**Passage:**
The core problem: Why decoupled approaches fail

Before diving into code, let's understand why WholebodyVLA needs to exist.

Most current humanoid systems split into two independent modules:

Manipulation controller: handles arms, typically VLA or imitation learning
Locomotion controller: handles legs, typically an RL policy

Imagine someone controlling your hands via remote while another person controls your legs — and they can't talk to each other. You'd fall the first time you try to pick something off the floor.

WholebodyVLA solves this by sharing a common latent space between both layers — the arms "tell" the legs what they're about to do, and the legs self-adjust.

Overall architecture: Three layers, one flow

WholebodyVLA consists of 3 main components stacked in order:

┌──────────────────────────────────────────────────────────┐
│  LAYER 1: Latent Action Model (LAM)                       │
│  - Pre-train from egocentric video (Ego4D, YouTube)        │
│  - Input: consecutive frame pairs (o_t, o_{t+1})           │
│  - Output: latent action z_t (initializes latent space)    │
│  - Inverse dynamics + Forward dynamics learning             │
└────────────────────────┬─────────────────────────────────┘
                         │ learned latent space
                         ▼
┌──────────────────────────────────────────────────────────┐
│  LAYER 2: VLA Policy (Upper Body)                          │
│  - Fine-tune VLM on robot demonstration data                │
│  - Input: egocentric image + language command                │
│  - Output: z_t (latent manipulation intent)                  │
│  - Decode z_t → arm joint commands (via action decoder)      │
└────────────────────────┬─────────────────────────────────┘
                         │ z_t passed down
                         ▼
┌──────────────────────────────────────────────────────────┐
│  LAYER 3: LMO RL Policy (Lower Body)                       │
│  - Train in Isaac Lab with PPO                               │
│  - Input: z_t + proprioception + IMU                         │
│  - Output: leg joint torques                                 │
│  - Knows z_t → knows manipulation intent → adjusts stance    │
└──────────────────────────────────────────────────────────┘

Layer 1: Latent Action Model — Learning from free video

The robot data problem

Inverse Dynamics: turning video into "pseudo-actions"

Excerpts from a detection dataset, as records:
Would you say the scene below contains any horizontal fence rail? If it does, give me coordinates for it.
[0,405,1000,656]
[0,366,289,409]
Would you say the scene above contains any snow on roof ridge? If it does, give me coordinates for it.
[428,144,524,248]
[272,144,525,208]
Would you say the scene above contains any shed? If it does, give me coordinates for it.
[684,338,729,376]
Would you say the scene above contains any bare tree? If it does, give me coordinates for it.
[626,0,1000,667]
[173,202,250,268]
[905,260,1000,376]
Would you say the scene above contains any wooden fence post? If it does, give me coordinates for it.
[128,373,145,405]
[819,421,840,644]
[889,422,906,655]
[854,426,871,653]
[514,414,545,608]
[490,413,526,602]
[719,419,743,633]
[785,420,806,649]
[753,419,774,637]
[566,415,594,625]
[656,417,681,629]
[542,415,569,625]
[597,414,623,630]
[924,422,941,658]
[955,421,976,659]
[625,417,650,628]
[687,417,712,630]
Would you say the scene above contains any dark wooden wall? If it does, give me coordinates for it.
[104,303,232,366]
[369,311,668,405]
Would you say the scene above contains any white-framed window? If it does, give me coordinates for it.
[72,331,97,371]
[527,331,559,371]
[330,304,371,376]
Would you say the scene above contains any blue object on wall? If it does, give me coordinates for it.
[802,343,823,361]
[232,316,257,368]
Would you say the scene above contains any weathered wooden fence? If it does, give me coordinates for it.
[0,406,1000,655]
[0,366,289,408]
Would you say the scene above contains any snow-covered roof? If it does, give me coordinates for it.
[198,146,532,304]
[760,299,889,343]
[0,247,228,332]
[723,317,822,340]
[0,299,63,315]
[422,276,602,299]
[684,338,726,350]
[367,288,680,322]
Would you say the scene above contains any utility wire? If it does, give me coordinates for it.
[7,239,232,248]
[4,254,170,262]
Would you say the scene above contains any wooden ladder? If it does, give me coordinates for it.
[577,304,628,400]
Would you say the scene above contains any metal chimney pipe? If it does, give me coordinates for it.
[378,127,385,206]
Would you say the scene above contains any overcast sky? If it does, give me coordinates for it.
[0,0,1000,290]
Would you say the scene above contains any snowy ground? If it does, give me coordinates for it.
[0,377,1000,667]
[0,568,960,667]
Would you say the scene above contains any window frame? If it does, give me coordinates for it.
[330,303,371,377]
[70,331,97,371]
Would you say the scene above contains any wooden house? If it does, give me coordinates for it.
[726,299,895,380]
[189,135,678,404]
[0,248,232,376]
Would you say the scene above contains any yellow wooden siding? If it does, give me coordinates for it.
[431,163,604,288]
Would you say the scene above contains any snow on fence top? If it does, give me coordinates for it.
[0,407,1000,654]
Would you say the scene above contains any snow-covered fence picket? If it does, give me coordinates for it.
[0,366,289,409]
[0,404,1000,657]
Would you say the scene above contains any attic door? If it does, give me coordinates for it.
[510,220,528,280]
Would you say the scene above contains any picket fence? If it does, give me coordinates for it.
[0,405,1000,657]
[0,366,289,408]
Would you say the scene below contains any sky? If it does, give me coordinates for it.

**Challenges:**
A. Write out everything in the WholebodyVLA passage from "The core problem: Why" down to "off the floor.".
B. In the records, take everything from the line containing "Would you say the scene above contains any white-framed" down to the line containing "[232,316,257,368]", both included, and write those lines out again with the requests kept. Multiply each box coordinate in the answers by 2.25 and round to whole numbers, with halves rounded up.

**Results of the exercise:**
A.
The core problem: Why decoupled approaches fail

Before diving into code, let's understand why WholebodyVLA needs to exist.

Most current humanoid systems split into two independent modules:

Manipulation controller: handles arms, typically VLA or imitation learning
Locomotion controller: handles legs, typically an RL policy

Imagine someone controlling your hands via remote while another person controls your legs — and they can't talk to each other. You'd fall the first time you try to pick something off the floor.

B.
Would you say the scene above contains any white-framed window? If it does, give me coordinates for it.
[162,745,218,835]
[1186,745,1258,835]
[743,684,835,846]
Would you say the scene above contains any blue object on wall? If it does, give me coordinates for it.
[1805,772,1852,812]
[522,711,578,828]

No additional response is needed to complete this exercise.